## Records supplied
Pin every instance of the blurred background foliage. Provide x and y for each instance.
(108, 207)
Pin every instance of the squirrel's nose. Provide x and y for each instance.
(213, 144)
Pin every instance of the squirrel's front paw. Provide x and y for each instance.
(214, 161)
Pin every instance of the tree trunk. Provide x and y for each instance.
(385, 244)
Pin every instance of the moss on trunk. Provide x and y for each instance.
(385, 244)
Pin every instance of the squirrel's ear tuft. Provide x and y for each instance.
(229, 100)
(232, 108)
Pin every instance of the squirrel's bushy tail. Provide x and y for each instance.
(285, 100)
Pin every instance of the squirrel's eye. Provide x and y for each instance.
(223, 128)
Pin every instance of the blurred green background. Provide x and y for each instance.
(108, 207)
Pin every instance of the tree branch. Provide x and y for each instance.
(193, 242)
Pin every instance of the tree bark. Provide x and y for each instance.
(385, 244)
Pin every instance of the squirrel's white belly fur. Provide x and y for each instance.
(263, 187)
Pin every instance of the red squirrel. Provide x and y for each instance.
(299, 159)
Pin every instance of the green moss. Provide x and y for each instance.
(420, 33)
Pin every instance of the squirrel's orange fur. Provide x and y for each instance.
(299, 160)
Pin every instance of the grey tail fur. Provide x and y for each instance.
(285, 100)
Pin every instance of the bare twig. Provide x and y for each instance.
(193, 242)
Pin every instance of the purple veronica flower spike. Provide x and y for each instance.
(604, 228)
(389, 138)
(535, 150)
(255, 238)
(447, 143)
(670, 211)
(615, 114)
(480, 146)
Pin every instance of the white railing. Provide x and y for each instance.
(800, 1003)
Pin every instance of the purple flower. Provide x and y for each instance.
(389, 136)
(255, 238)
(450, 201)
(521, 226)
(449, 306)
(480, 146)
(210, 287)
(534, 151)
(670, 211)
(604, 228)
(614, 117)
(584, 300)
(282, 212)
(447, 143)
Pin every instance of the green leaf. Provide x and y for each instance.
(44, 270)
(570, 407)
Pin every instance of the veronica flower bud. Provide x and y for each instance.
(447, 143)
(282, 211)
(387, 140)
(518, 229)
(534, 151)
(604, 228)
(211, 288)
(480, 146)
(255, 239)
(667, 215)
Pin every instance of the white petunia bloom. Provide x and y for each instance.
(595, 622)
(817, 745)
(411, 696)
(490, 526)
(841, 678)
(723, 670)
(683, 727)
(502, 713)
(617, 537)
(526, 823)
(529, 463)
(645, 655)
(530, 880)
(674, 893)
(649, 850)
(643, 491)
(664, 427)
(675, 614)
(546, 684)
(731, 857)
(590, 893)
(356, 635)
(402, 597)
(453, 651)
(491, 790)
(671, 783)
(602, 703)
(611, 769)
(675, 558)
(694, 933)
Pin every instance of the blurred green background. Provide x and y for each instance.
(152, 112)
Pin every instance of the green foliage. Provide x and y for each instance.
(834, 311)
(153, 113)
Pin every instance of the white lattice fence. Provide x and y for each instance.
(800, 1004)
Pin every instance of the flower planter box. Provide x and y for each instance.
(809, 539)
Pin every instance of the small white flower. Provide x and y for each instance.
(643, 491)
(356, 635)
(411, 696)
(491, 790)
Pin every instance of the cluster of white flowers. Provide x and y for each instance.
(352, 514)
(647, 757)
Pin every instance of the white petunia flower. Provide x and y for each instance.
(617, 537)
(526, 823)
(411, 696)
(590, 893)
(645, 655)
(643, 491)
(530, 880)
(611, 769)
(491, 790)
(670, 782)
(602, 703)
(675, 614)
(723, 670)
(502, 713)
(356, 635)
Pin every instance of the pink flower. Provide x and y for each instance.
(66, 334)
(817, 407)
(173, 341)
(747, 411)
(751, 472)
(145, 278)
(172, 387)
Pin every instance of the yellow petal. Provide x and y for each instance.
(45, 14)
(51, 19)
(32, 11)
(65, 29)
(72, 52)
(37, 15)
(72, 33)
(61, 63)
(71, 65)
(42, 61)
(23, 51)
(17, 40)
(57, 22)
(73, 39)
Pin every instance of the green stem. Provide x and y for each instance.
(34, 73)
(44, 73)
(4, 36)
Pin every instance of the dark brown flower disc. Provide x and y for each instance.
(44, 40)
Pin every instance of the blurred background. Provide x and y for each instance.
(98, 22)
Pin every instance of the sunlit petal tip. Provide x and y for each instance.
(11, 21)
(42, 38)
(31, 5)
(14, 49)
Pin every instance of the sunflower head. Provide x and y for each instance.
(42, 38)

## Work required
Retype all of the data shown above, word for word.

## Reply to the exercise
Pin every instance of the blurred background foliage. Provide x and y for each instance.
(108, 207)
Pin every instance of the squirrel's nose. Provide x and y for each instance.
(213, 144)
Pin every instance of the squirrel's front paw. Provide x and y for each instance.
(214, 161)
Pin every instance of the tree trunk. Provide x and y for each instance.
(385, 244)
Pin every instance of the moss on trunk. Provide x and y for each instance.
(385, 244)
Pin every instance of the squirrel's ear tuft. Provide x and y for each instance.
(229, 100)
(232, 108)
Pin every instance of the squirrel's bushy tail. Provide x and y for each instance.
(285, 100)
Pin every instance of the squirrel's eye. Provide x and y for each instance.
(223, 128)
Pin every instance of the blurred green background. Provide x and y for each instance.
(108, 207)
Pin every instance of the tree branch. Provide x and y for each instance.
(193, 242)
Pin every instance of the tree bark. Provide x and y for each instance.
(385, 244)
Pin every instance of the squirrel's white belly fur. Provide x and y for each instance.
(263, 187)
Pin every instance of the red squirrel. Provide x and y for each instance.
(299, 159)
Pin every instance of the green moss. Provide x and y for each instance.
(420, 33)
Pin every instance of the squirrel's orange fur. Provide x and y for each instance.
(299, 160)
Pin every instance of the grey tail fur. Provide x and y for each instance.
(285, 100)
Pin every instance of the bare twig. Provide x and y for each instance.
(193, 242)
Pin every instance of the purple veronica flower spike. Provide x and y for each instance.
(604, 228)
(389, 138)
(535, 150)
(255, 238)
(447, 143)
(670, 211)
(615, 114)
(480, 146)
Pin every instance of the white railing. Provide x and y for each instance.
(800, 1003)
Pin every instance of the purple flower. Provide x and y for each instance.
(389, 136)
(255, 238)
(450, 201)
(521, 226)
(449, 306)
(480, 146)
(210, 287)
(534, 151)
(670, 211)
(604, 228)
(614, 117)
(584, 300)
(282, 212)
(447, 143)
Pin every instance of the green leaf. Provide x and y for each instance.
(44, 270)
(570, 407)
Pin every instance of the veronica flower bud. Provide x and y for each instance.
(447, 143)
(282, 211)
(387, 140)
(518, 229)
(534, 151)
(604, 228)
(211, 288)
(480, 146)
(255, 239)
(667, 215)
Pin every instance of the white petunia bloom. Provide x and y for each instance.
(595, 622)
(817, 745)
(411, 696)
(490, 526)
(841, 678)
(723, 670)
(683, 727)
(502, 713)
(617, 537)
(526, 823)
(529, 463)
(645, 655)
(530, 880)
(674, 893)
(649, 850)
(643, 491)
(664, 427)
(675, 614)
(546, 684)
(731, 857)
(590, 893)
(356, 635)
(402, 597)
(453, 651)
(491, 790)
(671, 783)
(602, 703)
(611, 769)
(675, 558)
(694, 933)
Pin every instance of the blurred green background. Provide x and y for each instance.
(152, 112)
Pin every instance of the green foliage. Provide x and y for each instance.
(834, 311)
(153, 113)
Pin every instance of the white lattice fence. Provide x and y for each instance.
(800, 1004)
Pin every instance of the flower planter box. Provide x and y for each instance.
(809, 539)
Pin every instance of the small white flower. Provide x and y for each instance.
(643, 491)
(356, 635)
(411, 696)
(491, 790)
Pin every instance of the cluster of white flowers. Provide x and y for each instance.
(352, 514)
(647, 757)
Pin every instance of the white petunia flower. Provide x and y for each instance.
(617, 537)
(526, 823)
(411, 696)
(590, 893)
(645, 655)
(643, 491)
(530, 880)
(611, 769)
(491, 790)
(670, 782)
(602, 703)
(675, 614)
(723, 670)
(502, 713)
(356, 635)
Pin every instance of the pink flower. Provide x and y for each instance.
(66, 334)
(817, 407)
(173, 341)
(747, 411)
(751, 472)
(145, 278)
(172, 387)
Pin every instance of the yellow petal. Provide x and y for each instance.
(45, 14)
(51, 19)
(32, 11)
(65, 29)
(72, 52)
(37, 15)
(72, 33)
(61, 63)
(71, 65)
(42, 61)
(23, 51)
(17, 40)
(57, 22)
(73, 39)
Pin every instance of the green stem. Provide x and y for each instance.
(34, 73)
(44, 73)
(4, 36)
Pin every instance of the dark brown flower disc. Provide x and y for each instance.
(44, 40)
Pin every instance of the blurred background. Provide x and y for each instance.
(98, 22)
Pin every instance of the sunlit petal tip. Provide x and y for each instance.
(11, 21)
(42, 38)
(31, 5)
(14, 49)
Pin every instance of the sunflower head. Provide x and y for each instance.
(42, 38)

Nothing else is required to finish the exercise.